> **Actions to take**
1: Answer these questions using the Melissa Doi biography.
(a) From which floor of the South Tower did Doi make her 911 call?
(b) In what subject did Doi earn her degree from Northwestern University in 1991?
(c) What kind of company was IQ Financial Systems?
2: Write the next part of the Melissa Doi biography, picking up after its last sentence.

> **Provided text**
- Born: Melissa Cándida Doi September 1, 1969 New York City, U.S.
- Died: September 11, 2001 (aged 32) South Tower of the World Trade Center, New York City, U.S.
- Cause of death: Collapse of 2 World Trade Center during the September 11 attacks
- Education: Northwestern University (BA)
- Occupation: Business development manager at IQ Financial Systems

= Melissa Doi =

American business manager (1969–2001)

Melissa Cándida Doi (September 1, 1969 – September 11, 2001) was an American senior manager at IQ Financial Systems, who died in the September 11 attacks on the World Trade Center.

Doi is known for the recording of a 911 call she made from the 83rd floor during her final moments inside the South Tower, as it was engulfed in flames. Her call was used during the prosecution of Zacarias Moussaoui, the only criminal trial to result from the attacks, and a portion of it was also featured in the 2012 film Zero Dark Thirty.

==Early life and education==
Melissa Cándida Doi was born on September 1, 1969, in the Bronx, New York, to Evelyn Alderete. Doi's father was Japanese, while her mother's parents were from Río Grande, Puerto Rico.

Doi was an only child, and was raised by her single mother in East Harlem.

In 1987, Doi graduated from the Spence School, an all-girls' school in Manhattan's Upper East Side. Later that year, she enrolled at Northwestern University. Although she initially studied engineering, she graduated in 1991 with a sociology degree. She was a member of the Delta Gamma sorority.

Doi was said to have "loved" Northwestern, and was looking forward to a class reunion shortly before she was killed.

==Career==
After graduation, Doi worked in public relations. She later joined IQ Financial Systems, a banking software company, where she was employed as a business development manager.

Co-workers remembered Doi as a kind and understanding manager. She helped one of her subordinates through a difficult pregnancy by allowing her to work from home. A customer described Doi admiringly as a "take-charge woman". Journalist Scott Pelley said she was remembered as charismatic and attractive.

==Personal life==
Doi's passions included dancing, music and painting. She spoke of her own philosophy that "life is a piece of drawing paper, and you are the artist". Doi's life ethos was "do what makes you happy"; and friends recalled that art and dance were the things she enjoyed at her happiest. She turned down an invitation to attend an art and design school, but continued to paint throughout life.

> **Named object pointing items**
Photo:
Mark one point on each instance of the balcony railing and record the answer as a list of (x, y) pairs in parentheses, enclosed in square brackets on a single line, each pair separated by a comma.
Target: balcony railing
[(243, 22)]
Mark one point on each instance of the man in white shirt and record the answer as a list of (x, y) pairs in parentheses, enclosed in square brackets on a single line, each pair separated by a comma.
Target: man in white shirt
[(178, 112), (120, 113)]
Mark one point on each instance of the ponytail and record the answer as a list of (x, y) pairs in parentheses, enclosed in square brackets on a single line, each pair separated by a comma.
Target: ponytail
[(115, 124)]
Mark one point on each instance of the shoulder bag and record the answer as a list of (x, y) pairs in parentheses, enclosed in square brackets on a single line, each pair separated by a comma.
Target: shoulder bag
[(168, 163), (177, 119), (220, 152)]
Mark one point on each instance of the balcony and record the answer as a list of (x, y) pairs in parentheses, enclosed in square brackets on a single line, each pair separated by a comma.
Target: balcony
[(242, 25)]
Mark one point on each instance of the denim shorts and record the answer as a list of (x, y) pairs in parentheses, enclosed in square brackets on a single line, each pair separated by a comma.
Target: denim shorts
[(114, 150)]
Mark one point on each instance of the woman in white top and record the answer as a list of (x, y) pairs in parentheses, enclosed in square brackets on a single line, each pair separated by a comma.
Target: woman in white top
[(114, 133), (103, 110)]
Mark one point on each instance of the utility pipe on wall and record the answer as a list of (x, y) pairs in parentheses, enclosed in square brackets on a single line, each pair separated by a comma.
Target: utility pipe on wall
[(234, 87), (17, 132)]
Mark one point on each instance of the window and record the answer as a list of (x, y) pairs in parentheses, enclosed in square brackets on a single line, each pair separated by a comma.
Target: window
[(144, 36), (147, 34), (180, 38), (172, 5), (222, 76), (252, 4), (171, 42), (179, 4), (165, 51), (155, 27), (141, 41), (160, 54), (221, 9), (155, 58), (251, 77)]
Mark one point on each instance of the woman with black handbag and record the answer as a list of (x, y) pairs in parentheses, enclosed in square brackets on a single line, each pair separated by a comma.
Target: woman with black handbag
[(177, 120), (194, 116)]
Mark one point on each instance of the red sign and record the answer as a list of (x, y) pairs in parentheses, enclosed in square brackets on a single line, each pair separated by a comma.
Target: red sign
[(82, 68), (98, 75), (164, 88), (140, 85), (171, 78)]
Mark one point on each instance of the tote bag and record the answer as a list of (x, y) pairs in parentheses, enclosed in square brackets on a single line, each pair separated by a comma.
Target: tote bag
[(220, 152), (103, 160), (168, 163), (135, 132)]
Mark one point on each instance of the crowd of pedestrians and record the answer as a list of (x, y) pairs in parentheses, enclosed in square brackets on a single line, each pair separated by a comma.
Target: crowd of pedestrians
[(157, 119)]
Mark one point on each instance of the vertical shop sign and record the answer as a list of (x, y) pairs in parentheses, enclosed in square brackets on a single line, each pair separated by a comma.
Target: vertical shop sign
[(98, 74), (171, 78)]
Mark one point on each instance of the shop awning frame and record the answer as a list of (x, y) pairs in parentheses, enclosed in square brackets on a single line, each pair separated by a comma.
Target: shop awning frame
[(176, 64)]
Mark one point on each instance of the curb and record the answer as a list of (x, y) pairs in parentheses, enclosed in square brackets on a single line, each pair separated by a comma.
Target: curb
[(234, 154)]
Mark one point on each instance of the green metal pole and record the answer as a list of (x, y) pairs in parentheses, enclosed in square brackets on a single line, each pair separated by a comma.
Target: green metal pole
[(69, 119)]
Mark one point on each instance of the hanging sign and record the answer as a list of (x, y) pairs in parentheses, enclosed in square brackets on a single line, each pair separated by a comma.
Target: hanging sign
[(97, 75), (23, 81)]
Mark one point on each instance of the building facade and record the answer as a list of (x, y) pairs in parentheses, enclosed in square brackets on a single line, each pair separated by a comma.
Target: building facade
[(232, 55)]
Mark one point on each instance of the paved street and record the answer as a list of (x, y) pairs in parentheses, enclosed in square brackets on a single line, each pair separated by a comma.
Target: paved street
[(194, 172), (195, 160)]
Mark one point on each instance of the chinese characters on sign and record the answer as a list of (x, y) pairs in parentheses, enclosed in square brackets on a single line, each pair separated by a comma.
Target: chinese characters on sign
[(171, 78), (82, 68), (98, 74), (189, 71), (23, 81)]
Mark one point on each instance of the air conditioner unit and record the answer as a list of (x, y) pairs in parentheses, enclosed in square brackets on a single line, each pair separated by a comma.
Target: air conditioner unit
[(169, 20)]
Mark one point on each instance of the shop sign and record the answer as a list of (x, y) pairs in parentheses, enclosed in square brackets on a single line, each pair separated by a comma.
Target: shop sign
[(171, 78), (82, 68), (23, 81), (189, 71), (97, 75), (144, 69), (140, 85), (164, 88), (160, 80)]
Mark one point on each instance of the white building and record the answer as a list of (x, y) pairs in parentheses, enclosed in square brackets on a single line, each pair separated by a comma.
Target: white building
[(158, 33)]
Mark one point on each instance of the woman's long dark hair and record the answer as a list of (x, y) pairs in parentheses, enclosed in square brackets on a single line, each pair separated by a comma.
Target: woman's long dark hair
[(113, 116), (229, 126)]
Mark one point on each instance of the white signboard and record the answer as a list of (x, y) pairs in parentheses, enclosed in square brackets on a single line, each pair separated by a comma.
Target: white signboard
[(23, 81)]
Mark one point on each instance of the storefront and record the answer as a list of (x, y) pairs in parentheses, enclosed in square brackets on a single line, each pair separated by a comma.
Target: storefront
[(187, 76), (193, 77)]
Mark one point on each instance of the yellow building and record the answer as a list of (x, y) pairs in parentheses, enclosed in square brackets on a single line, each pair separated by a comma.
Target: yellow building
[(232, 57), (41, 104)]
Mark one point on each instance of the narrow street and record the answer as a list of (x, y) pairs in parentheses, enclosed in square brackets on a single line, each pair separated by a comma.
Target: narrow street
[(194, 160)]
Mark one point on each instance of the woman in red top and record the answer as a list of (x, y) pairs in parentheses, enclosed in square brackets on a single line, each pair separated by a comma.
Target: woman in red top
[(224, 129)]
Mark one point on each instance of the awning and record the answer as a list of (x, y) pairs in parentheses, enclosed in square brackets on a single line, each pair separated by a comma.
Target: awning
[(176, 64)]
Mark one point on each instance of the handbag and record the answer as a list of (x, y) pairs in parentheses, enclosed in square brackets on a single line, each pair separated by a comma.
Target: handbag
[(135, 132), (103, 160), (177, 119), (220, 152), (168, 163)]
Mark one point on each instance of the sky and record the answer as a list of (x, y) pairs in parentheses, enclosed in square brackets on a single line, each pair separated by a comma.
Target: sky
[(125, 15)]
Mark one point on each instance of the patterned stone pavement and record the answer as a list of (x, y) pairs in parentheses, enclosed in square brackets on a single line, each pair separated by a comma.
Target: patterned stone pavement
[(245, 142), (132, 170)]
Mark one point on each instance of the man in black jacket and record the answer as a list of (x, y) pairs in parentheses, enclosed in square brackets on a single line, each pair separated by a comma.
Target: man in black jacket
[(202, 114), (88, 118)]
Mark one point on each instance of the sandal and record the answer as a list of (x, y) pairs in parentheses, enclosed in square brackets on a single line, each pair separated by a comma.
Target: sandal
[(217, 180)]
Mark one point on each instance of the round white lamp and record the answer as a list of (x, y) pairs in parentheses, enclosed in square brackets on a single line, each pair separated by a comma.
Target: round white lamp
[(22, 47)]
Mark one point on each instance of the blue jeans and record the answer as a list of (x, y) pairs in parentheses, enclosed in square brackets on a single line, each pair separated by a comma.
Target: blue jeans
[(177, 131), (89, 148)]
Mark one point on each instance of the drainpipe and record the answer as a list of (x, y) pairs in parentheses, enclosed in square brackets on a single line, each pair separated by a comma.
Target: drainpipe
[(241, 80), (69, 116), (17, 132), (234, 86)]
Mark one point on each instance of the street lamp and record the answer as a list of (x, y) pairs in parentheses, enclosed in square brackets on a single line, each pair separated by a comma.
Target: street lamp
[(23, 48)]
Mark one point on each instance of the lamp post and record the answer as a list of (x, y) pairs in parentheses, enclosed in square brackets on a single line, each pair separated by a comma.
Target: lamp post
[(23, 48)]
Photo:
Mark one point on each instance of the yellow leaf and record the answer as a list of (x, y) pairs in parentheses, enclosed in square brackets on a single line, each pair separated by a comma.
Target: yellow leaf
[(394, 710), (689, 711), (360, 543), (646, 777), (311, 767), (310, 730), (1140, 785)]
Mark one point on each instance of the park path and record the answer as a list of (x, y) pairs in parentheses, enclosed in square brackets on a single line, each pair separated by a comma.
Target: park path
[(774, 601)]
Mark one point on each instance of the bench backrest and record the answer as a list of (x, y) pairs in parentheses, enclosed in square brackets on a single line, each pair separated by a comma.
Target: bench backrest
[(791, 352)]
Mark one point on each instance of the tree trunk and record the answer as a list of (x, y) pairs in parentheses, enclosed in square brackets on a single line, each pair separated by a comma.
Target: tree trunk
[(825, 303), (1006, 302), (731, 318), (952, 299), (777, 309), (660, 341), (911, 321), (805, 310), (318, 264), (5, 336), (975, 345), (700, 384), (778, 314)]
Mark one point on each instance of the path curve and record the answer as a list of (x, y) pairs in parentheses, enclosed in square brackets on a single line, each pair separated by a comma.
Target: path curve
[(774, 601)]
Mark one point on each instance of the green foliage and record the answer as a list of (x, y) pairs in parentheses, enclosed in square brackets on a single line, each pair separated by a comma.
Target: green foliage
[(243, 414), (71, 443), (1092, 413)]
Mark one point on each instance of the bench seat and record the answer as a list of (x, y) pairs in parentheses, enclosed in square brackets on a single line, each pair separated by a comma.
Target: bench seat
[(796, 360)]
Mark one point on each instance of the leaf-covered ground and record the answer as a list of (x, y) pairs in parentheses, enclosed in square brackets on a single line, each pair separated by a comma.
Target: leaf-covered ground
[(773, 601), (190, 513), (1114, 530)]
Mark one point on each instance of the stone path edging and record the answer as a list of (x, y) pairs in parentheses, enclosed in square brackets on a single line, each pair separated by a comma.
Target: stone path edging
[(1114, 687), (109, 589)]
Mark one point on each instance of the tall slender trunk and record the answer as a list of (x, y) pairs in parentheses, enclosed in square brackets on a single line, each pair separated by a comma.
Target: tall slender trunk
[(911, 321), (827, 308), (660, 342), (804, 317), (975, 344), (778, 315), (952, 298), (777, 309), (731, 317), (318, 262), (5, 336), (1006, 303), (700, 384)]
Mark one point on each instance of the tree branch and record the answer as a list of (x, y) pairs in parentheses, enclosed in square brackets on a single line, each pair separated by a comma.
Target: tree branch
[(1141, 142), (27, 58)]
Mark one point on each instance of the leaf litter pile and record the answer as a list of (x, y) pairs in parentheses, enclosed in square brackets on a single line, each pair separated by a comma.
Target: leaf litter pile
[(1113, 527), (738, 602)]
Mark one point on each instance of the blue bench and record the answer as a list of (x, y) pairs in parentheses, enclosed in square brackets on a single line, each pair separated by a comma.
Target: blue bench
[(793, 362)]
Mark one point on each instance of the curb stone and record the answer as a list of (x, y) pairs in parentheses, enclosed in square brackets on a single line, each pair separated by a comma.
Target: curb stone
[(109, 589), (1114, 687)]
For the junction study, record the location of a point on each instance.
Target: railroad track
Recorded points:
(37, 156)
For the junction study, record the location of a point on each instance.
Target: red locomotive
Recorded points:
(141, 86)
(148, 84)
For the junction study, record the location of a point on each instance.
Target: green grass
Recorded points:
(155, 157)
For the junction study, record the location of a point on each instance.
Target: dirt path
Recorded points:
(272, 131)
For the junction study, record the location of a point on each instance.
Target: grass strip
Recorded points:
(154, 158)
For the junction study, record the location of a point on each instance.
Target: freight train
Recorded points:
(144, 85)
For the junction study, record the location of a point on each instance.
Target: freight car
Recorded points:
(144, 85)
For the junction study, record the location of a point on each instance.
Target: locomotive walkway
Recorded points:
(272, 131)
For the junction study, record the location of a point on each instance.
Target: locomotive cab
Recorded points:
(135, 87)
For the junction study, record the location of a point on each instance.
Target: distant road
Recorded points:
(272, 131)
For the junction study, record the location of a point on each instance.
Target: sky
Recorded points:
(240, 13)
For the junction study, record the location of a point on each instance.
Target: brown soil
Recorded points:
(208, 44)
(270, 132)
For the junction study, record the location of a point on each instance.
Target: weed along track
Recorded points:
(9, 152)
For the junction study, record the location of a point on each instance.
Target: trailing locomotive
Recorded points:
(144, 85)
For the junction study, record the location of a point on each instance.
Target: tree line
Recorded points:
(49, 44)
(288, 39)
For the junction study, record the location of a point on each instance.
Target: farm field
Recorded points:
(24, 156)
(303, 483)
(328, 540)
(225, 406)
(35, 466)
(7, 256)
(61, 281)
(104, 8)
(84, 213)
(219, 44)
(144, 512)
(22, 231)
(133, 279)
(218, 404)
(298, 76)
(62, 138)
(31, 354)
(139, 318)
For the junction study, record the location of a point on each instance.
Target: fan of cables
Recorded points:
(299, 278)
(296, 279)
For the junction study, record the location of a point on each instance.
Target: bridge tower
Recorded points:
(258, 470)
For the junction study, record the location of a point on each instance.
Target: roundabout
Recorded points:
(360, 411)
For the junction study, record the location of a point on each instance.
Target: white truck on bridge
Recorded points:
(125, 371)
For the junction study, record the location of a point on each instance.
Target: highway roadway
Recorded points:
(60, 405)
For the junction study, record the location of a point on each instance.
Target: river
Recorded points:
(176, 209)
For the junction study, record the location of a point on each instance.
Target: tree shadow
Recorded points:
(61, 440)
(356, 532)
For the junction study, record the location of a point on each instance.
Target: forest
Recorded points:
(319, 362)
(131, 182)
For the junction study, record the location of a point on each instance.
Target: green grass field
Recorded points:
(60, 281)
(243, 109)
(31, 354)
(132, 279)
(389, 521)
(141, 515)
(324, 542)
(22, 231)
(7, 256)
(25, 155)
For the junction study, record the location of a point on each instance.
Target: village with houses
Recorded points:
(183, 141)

> **Responses per task**
1:
(a) The 83rd floor.
(b) Sociology.
(c) A banking software company.

2:
Melissa was said to be "incredibly physical at just about everything that she did". At college, she had ambitions to become a professional ballerina, but she enjoyed all kinds of dancing. Doi was also an avid in-line skater, and was known to have purchased rollerblades for children in Throggs Neck, whom she taught to skate. Doi would sometimes skate more than 10 miles from her apartment to her office at the World Trade Center.

Doi had a close relationship with her mother Evelyn, and they lived together at a condominium Doi purchased in Throggs Neck, a historically German, Irish, and Italian neighborhood in the Bronx. Prior to moving to the Bronx, they had lived together in a predominantly Puerto Rican neighborhood in East Harlem.

Doi was unmarried, and had no children at the time of her death.

==Phone call and death==
At 08:46 a.m., American Airlines Flight 11 crashed into the North Tower of the World Trade Center. Doi, who was on the 83rd floor of the South Tower, initially believed a bomb had exploded. Doi and some of her colleagues made their way down the stairs to the 44th floor sky lobby of the South Tower. At the 44th floor, announcements were made that the South Tower was safe, and that occupants should return to their offices.

Doi, unaware of the coming danger, stepped inside of a nearly-full elevator, which took her to the 78th floor sky lobby. Doi's relatives suspect that United Airlines Flight 175 struck the South Tower "right after" Doi arrived at the sky lobby.

The South Tower was hit by United Airlines Flight 175 at 9:03 a.m. According to Scott Pelley, Doi and five others were trapped on the 83rd floor, where IQ Financial Systems was located. The right wing of the aircraft had ripped in to the 83rd floor, where Doi's office was located.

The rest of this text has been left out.